Goal 1: Reproduce the forum thread about [services.concurrency] settings word for word.

Finding good [services.concurrency] settings without bringing down prod ;-)

Hi,

first off, I really really appreciate you guys answering questions in the forum diligently!

In fly.toml, is my understanding of the [services.concurrency] section correct?

  • A concurrent request means 1 ongoing TCP request, which usually takes a couple seconds max.
    25 concurrent requests, for example, mean 25 requests being handled at the same time (and probably sent roughly at the same time)
    • How is this handled with WebSockets (and Long-Polling fallbacks)?

And in terms of concurrent requests:

  • When autoscaling is enabled, a new VM instance is brought up when the hard_limit is reached (and very likely to when the soft_limit is reached)

  • When autoscaling is disabled, requests are being queued when the hard_limit is reached and served when below. The soft_limit is unused.

All that said, how do I determine good limits without brining down the app in production – or having users camp out overnight, in line for their request to be served? :camping:

If my understanding is correct, a…

  • hard_limit too high could risk crashing our application due to large amounts of requests (going OOM), especially with sudden bursts of traffic

  • hard_limit too low could either spin up way too many VMs or stall requests for a long time

Thanks in advance!

1 Like

Hi @merlin,

  • Your understanding of services.concurrency is mostly correct. Worth mentioning the type option (which it looks like you already discovered), which defaults to connections, but can be set to requests for the http handler. The app’s concurrency (reported by the fly_app_concurrency metric and the ‘VM Service Concurrency’ graph on the Metrics tab of the Dashboard) will be based on either connections or requests based on this setting.
    • WebSockets connections (including long-lived, idle connections) are all included in the concurrency calculation (as are long-polling requests). This does make it less convenient to use autoscaling with applications using tons of long-lived, idle connections that consume few resources. (We’ve considered making the query used by autoscaling configurable in the future- let us know if this would be helpful for your use-case.)

Pointing dataset excerpts:
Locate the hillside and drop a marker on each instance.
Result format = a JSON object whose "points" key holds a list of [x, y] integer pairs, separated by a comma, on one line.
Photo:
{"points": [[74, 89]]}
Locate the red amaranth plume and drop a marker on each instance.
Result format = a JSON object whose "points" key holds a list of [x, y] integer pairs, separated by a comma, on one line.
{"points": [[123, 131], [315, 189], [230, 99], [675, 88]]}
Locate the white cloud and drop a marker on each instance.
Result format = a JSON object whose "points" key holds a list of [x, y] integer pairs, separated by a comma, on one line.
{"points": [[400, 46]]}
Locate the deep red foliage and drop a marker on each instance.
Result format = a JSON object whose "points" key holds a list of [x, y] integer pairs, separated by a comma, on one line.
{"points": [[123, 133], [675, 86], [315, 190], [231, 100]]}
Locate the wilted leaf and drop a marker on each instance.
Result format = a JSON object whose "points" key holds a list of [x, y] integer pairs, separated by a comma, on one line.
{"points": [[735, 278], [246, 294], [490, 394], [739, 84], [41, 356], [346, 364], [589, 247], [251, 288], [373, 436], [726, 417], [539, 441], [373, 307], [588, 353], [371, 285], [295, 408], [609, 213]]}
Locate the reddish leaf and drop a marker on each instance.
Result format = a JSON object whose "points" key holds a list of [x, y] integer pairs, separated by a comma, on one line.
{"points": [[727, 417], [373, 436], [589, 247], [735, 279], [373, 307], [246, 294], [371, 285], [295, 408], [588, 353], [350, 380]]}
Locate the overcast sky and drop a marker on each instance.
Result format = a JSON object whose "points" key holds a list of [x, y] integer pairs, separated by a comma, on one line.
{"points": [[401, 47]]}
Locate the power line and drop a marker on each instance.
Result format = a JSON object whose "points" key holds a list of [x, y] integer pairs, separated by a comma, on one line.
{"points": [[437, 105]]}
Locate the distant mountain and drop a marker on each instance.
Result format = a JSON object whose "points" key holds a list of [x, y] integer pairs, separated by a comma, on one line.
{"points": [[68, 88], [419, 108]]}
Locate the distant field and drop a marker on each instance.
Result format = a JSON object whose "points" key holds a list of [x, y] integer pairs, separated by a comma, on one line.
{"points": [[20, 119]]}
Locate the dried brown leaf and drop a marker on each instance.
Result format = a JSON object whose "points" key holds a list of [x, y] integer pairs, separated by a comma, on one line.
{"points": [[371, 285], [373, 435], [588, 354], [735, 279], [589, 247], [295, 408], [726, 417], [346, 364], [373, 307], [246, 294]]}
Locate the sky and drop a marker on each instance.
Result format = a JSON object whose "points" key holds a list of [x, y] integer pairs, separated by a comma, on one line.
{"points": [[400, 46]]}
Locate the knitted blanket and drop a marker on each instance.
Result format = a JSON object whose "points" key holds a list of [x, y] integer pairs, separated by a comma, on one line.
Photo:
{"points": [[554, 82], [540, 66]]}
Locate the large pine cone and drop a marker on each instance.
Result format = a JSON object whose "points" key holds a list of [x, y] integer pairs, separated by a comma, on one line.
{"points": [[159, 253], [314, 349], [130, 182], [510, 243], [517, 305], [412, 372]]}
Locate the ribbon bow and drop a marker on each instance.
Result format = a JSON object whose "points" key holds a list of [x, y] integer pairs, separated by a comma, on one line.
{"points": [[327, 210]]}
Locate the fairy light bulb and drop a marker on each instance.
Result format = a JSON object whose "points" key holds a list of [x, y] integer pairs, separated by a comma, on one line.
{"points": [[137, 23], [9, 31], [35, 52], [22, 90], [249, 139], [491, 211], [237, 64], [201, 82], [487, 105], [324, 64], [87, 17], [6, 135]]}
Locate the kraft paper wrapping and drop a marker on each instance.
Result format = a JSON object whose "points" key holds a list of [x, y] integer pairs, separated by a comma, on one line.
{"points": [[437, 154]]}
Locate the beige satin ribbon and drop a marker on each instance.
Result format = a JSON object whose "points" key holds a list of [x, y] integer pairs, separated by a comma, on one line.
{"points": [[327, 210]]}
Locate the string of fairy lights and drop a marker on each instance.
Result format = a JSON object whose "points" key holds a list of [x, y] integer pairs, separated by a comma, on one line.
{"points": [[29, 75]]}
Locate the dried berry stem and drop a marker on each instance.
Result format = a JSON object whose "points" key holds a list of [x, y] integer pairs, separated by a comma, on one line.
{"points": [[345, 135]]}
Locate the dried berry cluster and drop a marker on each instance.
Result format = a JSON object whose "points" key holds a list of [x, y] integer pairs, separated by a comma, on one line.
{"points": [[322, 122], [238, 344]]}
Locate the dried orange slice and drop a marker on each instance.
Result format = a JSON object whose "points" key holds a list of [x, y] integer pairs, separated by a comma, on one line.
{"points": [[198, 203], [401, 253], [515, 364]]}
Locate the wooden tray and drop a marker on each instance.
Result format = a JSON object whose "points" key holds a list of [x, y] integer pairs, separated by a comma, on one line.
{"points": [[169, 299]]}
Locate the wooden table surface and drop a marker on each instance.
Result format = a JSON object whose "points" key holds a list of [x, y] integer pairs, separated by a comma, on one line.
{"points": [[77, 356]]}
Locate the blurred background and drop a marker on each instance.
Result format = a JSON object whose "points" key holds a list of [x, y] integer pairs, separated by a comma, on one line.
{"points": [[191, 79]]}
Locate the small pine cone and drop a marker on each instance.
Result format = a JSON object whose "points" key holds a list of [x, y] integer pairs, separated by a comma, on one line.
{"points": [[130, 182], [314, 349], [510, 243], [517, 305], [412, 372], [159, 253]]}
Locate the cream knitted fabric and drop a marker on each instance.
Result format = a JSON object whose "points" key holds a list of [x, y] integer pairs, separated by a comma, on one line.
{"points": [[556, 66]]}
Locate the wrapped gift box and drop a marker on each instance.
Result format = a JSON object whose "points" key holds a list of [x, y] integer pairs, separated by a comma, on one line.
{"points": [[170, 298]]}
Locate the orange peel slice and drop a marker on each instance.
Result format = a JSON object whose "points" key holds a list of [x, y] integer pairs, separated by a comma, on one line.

Goal 2: Transcribe the records starting at the line that contains "Locate the orange" and ending at the last line of the records, including both of those lines.

Full answer 1:
Finding good [services.concurrency] settings without bringing down prod ;-)

Hi,

first off, I really really appreciate you guys answering questions in the forum diligently!

In fly.toml, is my understanding of the [services.concurrency] section correct?

  • A concurrent request means 1 ongoing TCP request, which usually takes a couple seconds max.
    25 concurrent requests, for example, mean 25 requests being handled at the same time (and probably sent roughly at the same time)
    • How is this handled with WebSockets (and Long-Polling fallbacks)?

And in terms of concurrent requests:

  • When autoscaling is enabled, a new VM instance is brought up when the hard_limit is reached (and very likely to when the soft_limit is reached)

  • When autoscaling is disabled, requests are being queued when the hard_limit is reached and served when below. The soft_limit is unused.

All that said, how do I determine good limits without brining down the app in production – or having users camp out overnight, in line for their request to be served? :camping:

If my understanding is correct, a…

  • hard_limit too high could risk crashing our application due to large amounts of requests (going OOM), especially with sudden bursts of traffic

  • hard_limit too low could either spin up way too many VMs or stall requests for a long time

Thanks in advance!

1 Like

Hi @merlin,

  • Your understanding of services.concurrency is mostly correct. Worth mentioning the type option (which it looks like you already discovered), which defaults to connections, but can be set to requests for the http handler. The app’s concurrency (reported by the fly_app_concurrency metric and the ‘VM Service Concurrency’ graph on the Metrics tab of the Dashboard) will be based on either connections or requests based on this setting.
    • WebSockets connections (including long-lived, idle connections) are all included in the concurrency calculation (as are long-polling requests). This does make it less convenient to use autoscaling with applications using tons of long-lived, idle connections that consume few resources. (We’ve considered making the query used by autoscaling configurable in the future- let us know if this would be helpful for your use-case.)

Full answer 2:
Locate the orange peel slice and drop a marker on each instance.
Result format = a JSON object whose "points" key holds a list of [x, y] integer pairs, separated by a comma, on one line.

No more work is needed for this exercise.